→ **Requirement**: Once the pictures are removed, output the remaining entries exactly as given.

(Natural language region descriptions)
▼▼▼

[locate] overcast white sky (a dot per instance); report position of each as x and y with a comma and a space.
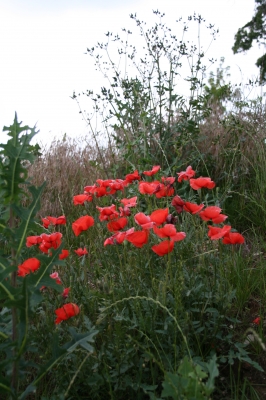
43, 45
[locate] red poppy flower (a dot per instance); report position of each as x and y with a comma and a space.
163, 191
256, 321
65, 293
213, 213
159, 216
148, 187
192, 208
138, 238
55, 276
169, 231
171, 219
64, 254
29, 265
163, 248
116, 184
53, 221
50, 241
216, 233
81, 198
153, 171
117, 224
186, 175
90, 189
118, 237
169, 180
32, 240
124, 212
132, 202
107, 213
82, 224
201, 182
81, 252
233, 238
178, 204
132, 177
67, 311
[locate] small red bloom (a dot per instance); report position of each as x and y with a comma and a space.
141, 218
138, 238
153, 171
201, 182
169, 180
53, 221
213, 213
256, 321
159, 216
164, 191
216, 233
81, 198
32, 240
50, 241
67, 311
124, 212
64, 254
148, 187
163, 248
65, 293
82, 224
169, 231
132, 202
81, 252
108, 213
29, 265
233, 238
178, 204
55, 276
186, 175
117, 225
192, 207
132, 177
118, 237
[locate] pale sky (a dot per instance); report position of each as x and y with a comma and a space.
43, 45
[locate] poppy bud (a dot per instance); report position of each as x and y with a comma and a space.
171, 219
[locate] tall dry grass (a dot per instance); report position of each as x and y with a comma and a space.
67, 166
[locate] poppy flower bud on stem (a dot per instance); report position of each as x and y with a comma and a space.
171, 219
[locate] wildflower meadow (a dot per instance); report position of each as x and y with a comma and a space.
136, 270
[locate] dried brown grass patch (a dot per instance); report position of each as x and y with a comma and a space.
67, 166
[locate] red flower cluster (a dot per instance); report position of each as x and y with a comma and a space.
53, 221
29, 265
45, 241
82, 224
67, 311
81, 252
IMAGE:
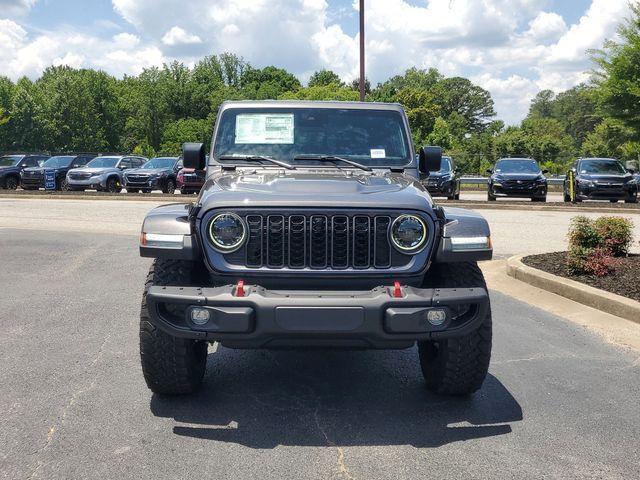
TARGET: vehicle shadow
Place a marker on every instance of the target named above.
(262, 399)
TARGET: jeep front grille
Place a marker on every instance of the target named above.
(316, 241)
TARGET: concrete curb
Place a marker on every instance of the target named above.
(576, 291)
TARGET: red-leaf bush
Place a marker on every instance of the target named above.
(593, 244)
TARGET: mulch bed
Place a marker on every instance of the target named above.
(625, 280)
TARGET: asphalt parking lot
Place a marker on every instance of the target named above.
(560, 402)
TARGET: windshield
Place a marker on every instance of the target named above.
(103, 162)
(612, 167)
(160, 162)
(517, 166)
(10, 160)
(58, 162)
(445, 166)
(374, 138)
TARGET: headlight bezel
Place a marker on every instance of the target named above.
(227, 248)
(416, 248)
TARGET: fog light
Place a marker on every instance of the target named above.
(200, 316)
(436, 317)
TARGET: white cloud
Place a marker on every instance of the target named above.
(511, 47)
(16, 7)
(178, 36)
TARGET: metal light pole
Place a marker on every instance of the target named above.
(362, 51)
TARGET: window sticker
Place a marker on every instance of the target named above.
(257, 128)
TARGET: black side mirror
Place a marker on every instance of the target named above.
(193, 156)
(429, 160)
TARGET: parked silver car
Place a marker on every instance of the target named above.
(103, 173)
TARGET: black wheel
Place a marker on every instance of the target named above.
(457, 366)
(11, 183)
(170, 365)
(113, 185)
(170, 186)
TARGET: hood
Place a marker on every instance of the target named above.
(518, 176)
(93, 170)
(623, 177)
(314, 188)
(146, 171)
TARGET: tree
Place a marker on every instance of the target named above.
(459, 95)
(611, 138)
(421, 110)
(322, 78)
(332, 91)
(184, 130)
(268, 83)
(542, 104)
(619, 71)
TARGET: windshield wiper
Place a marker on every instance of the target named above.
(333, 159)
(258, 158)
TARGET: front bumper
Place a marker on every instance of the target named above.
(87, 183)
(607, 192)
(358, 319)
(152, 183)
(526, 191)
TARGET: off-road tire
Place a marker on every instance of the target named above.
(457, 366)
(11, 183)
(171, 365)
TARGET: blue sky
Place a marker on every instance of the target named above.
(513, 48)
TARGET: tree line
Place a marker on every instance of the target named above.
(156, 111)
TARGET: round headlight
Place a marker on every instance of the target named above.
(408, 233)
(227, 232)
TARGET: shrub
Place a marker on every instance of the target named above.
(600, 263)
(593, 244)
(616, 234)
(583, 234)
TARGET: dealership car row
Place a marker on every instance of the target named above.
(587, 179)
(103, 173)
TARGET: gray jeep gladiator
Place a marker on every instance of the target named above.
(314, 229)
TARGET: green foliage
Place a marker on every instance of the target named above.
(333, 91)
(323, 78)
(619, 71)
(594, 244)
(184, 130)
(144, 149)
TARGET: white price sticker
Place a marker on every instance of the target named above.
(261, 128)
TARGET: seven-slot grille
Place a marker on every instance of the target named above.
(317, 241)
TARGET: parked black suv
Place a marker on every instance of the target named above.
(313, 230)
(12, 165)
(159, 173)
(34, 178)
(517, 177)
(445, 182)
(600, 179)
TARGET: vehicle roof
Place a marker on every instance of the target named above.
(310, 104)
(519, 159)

▲▲▲

→ **Written solution**:
[locate] overcast white sky (a dot per instance); report position of each as x and y with a comma and a space.
43, 45
[locate] red poppy flower (a dot per instance); report position of each as x and y with a comma and a space.
163, 191
256, 321
65, 293
213, 213
159, 216
148, 187
192, 208
138, 238
55, 276
169, 231
171, 219
64, 254
29, 265
163, 248
116, 184
53, 221
50, 241
216, 233
81, 198
153, 171
117, 224
186, 175
90, 189
118, 237
169, 180
32, 240
124, 212
132, 202
107, 213
82, 224
201, 182
81, 252
233, 238
178, 204
132, 177
67, 311
[locate] small red bloom (a dot per instance); report position of each as x and y with a comma and a space.
141, 218
138, 238
153, 171
201, 182
169, 180
53, 221
213, 213
256, 321
159, 216
164, 191
216, 233
81, 198
32, 240
50, 241
67, 311
124, 212
64, 254
148, 187
163, 248
65, 293
82, 224
169, 231
132, 202
81, 252
108, 213
29, 265
233, 238
178, 204
55, 276
186, 175
117, 225
192, 207
132, 177
118, 237
[locate] pale sky (a dot per instance); report position of each as x and y with a comma and a space.
43, 45
[locate] poppy bud (a dot per instance); report position of each as x and y with a comma and a space.
171, 219
[locate] tall dry grass (a dot per instance); report position of each as x and y with a comma and a space.
67, 166
[locate] poppy flower bud on stem (a dot per instance); report position of each as x and y with a comma and a space.
171, 219
[locate] wildflower meadow (a dot per instance); report position of each as x and y with a comma and a space.
136, 270
[locate] dried brown grass patch (a dot per instance); report position of each as x and y with a comma and a space.
67, 166
[locate] red flower cluster (a dot per instance); report position of each as x and y with a comma and a space.
53, 221
29, 265
45, 241
82, 224
67, 311
81, 252
IMAGE:
TARGET: vehicle shadow
Place a marker on every instance of the target named above.
(262, 399)
TARGET: jeep front grille
Place a marker on every instance of the target named above.
(316, 241)
TARGET: concrete curb
Place a marker on every instance of the target named above.
(576, 291)
TARGET: red-leaf bush
Place a marker on every instance of the target named above.
(593, 244)
TARGET: mulch bed
Place a marker on every instance of the target named above.
(625, 280)
TARGET: asphalt parking lot
Place a marker on every instance of the target named above.
(560, 402)
TARGET: windshield
Place a marker on every instance of the target named above.
(103, 162)
(612, 167)
(160, 162)
(517, 166)
(10, 160)
(58, 162)
(445, 166)
(374, 138)
TARGET: headlight bezel
Place a marker on every instance of the target named above.
(227, 248)
(416, 248)
TARGET: fog light
Place a marker on every instance of the target named above.
(200, 316)
(436, 317)
TARGET: white cloud
Place a marker on every instance of the target named above.
(511, 47)
(16, 7)
(178, 36)
TARGET: metal light pole
Place a marker on every instance of the target named above.
(362, 51)
TARGET: window sticker
Place a marker on every instance of the target named above.
(257, 128)
TARGET: black side mirror
Place a marker on every instance of the target named above.
(193, 156)
(429, 160)
TARGET: parked silver car
Place a marker on every instance of the target named above.
(103, 173)
TARGET: black wheel
Place a marker on every instance of the target named above.
(457, 366)
(11, 183)
(170, 365)
(113, 185)
(170, 186)
TARGET: hood
Place a marker on every instance of the target named above.
(518, 176)
(93, 170)
(623, 177)
(314, 188)
(146, 171)
TARGET: tree
Place a marker on every instance of the target named above.
(459, 95)
(611, 138)
(421, 110)
(322, 78)
(332, 91)
(184, 130)
(268, 83)
(542, 104)
(619, 71)
TARGET: windshield wiper
Place a marker on every instance of the target named above.
(333, 159)
(258, 158)
TARGET: front bumper
Place a marker on every instance of the target named above.
(87, 183)
(607, 192)
(358, 319)
(152, 183)
(526, 191)
TARGET: off-road tire
Place a marker on every instance of the target named above.
(457, 366)
(11, 183)
(171, 365)
TARGET: blue sky
Place a marker on every instance of the target named above.
(513, 48)
TARGET: tree line
Place a marker on every instance of the target named above.
(156, 111)
TARGET: round headlight
Place a marker on every instance of the target named above.
(408, 233)
(227, 232)
TARGET: shrub
Place a marker on every instance of the target named above.
(600, 263)
(593, 244)
(616, 234)
(583, 234)
TARGET: dealership car row
Place a marker on every instance of the target named above.
(587, 179)
(103, 173)
TARGET: gray jeep gladiator
Place a marker on every instance of the target named above.
(314, 229)
TARGET: green foliage
Place a marker on every instance of the target named above.
(333, 91)
(323, 78)
(619, 71)
(594, 244)
(184, 130)
(144, 149)
TARGET: white price sticker
Place a marker on every instance of the target named above.
(261, 128)
TARGET: seven-slot grille
Place a marker on every instance of the target named above.
(317, 241)
TARGET: parked black suv
Place a marker on every instance of the target named above.
(313, 230)
(12, 165)
(159, 173)
(34, 178)
(517, 177)
(445, 182)
(600, 179)
TARGET: vehicle roof
Place a marker on every instance of the target named above.
(310, 104)
(519, 159)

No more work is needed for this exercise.